[How to complete this task]: Every line of the data should be retyped with no difference from the original.

[Provided information]:
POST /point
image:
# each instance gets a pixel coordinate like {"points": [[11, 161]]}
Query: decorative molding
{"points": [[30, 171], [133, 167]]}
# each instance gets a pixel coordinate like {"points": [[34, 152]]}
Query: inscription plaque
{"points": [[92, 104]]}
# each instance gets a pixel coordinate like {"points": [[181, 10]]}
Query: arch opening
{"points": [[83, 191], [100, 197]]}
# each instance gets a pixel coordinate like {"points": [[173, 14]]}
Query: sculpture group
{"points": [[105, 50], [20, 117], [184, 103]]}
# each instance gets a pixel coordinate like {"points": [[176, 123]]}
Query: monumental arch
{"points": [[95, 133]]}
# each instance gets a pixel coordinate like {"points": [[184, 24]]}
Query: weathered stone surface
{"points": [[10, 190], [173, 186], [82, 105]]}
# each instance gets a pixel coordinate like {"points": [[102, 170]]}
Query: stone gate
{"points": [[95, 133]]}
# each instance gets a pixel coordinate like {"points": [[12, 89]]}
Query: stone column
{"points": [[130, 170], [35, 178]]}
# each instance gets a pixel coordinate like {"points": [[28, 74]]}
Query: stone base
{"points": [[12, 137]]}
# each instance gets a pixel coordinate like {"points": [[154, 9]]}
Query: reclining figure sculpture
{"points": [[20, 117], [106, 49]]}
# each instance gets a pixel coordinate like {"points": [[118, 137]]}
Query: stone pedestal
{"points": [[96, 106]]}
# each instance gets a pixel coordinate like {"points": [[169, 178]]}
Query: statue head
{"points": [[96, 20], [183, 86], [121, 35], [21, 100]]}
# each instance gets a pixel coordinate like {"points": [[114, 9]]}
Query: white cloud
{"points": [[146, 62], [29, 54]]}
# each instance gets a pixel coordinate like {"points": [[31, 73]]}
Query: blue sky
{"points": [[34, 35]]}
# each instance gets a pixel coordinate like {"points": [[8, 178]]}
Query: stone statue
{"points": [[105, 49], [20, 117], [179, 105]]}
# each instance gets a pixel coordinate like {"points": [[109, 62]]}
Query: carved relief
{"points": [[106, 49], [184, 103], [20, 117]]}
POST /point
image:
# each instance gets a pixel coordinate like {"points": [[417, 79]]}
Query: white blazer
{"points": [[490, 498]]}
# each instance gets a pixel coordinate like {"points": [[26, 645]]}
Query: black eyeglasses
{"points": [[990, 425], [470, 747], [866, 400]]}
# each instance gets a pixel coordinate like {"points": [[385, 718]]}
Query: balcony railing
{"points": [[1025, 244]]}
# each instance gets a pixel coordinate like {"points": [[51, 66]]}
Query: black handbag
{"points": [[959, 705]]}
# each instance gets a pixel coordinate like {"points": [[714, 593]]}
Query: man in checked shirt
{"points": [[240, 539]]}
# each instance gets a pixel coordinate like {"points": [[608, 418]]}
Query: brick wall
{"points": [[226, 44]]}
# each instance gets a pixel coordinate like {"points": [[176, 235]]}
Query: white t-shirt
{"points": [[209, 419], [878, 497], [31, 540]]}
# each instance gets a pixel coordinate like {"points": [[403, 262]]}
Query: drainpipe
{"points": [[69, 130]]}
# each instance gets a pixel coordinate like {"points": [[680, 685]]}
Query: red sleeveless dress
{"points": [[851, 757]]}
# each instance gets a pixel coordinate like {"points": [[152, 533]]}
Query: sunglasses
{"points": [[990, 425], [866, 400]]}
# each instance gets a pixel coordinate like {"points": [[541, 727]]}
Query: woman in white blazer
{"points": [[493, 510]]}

[Solution for this exercise]:
POST /point
image:
# each instance gets a pixel coordinate like {"points": [[11, 161]]}
Query: decorative molding
{"points": [[30, 171], [133, 167]]}
# each instance gets a pixel coordinate like {"points": [[34, 152]]}
Query: inscription plaque
{"points": [[92, 104]]}
# each instance gets a pixel coordinate like {"points": [[181, 10]]}
Query: arch opening
{"points": [[83, 191], [100, 197]]}
# each instance gets a pixel coordinate like {"points": [[173, 14]]}
Query: sculpture group
{"points": [[105, 50], [20, 117], [184, 103]]}
# each instance gets a pixel coordinate like {"points": [[176, 123]]}
Query: monumental arch
{"points": [[95, 133]]}
# each instance gets a pixel coordinate like {"points": [[184, 24]]}
Query: weathered stone surface
{"points": [[10, 190], [173, 186], [82, 105]]}
# each instance gets a pixel coordinate like {"points": [[102, 170]]}
Query: stone gate
{"points": [[95, 133]]}
# each instance gets a pixel coordinate like {"points": [[12, 89]]}
Query: stone column
{"points": [[130, 170], [35, 178]]}
# each instance gets a pixel coordinate like {"points": [[28, 74]]}
Query: stone base
{"points": [[12, 137]]}
# each instance gets a pixel coordinate like {"points": [[154, 9]]}
Query: reclining figure sculpture
{"points": [[20, 117], [106, 49]]}
# each instance gets a pixel coordinate like {"points": [[118, 137]]}
Query: stone pedestal
{"points": [[96, 106]]}
# each instance gets a pixel coordinate like {"points": [[169, 178]]}
Query: statue head
{"points": [[96, 20], [183, 86], [121, 35], [21, 100]]}
# each instance gets a pixel coordinate like {"points": [[114, 9]]}
Query: white cloud
{"points": [[146, 62], [29, 54]]}
# each instance gets a pixel coordinate like {"points": [[31, 73]]}
Query: blue sky
{"points": [[34, 35]]}
# each instance gets a pixel coordinate like {"points": [[8, 178]]}
Query: stone statue
{"points": [[105, 49], [20, 117], [179, 105]]}
# each instance gets a pixel coordinate like {"points": [[109, 62]]}
Query: carved relief
{"points": [[106, 49], [184, 103], [20, 117]]}
POST /point
image:
# each instance gets a pixel coordinate like {"points": [[417, 79]]}
Query: white blazer
{"points": [[490, 498]]}
# each instance gets a pixel coordinate like {"points": [[26, 645]]}
Query: black eyeglasses
{"points": [[990, 425], [470, 747], [866, 400]]}
# each instance gets a pixel coordinate like {"points": [[385, 718]]}
Query: balcony railing
{"points": [[1025, 244]]}
# each instance gets a pixel coordinate like {"points": [[51, 66]]}
Query: black handbag
{"points": [[959, 705]]}
# each instance gets a pixel coordinate like {"points": [[714, 593]]}
Query: man in checked shirt
{"points": [[240, 539]]}
# each instance gets a pixel coordinate like {"points": [[608, 418]]}
Query: brick wall
{"points": [[226, 44]]}
# each instance gets a pixel coordinate like {"points": [[176, 235]]}
Query: white t-shirt
{"points": [[209, 419], [878, 497], [31, 540]]}
# each instance gets a pixel coordinate like {"points": [[403, 262]]}
Query: drainpipe
{"points": [[69, 130]]}
# each instance gets a pixel coordinate like {"points": [[680, 685]]}
Query: red sleeveless dress
{"points": [[851, 757]]}
# each instance gets a pixel coordinate like {"points": [[152, 533]]}
Query: sunglasses
{"points": [[990, 425], [866, 400]]}
# each instance gets a pixel coordinate like {"points": [[541, 727]]}
Query: woman in white blazer
{"points": [[493, 510]]}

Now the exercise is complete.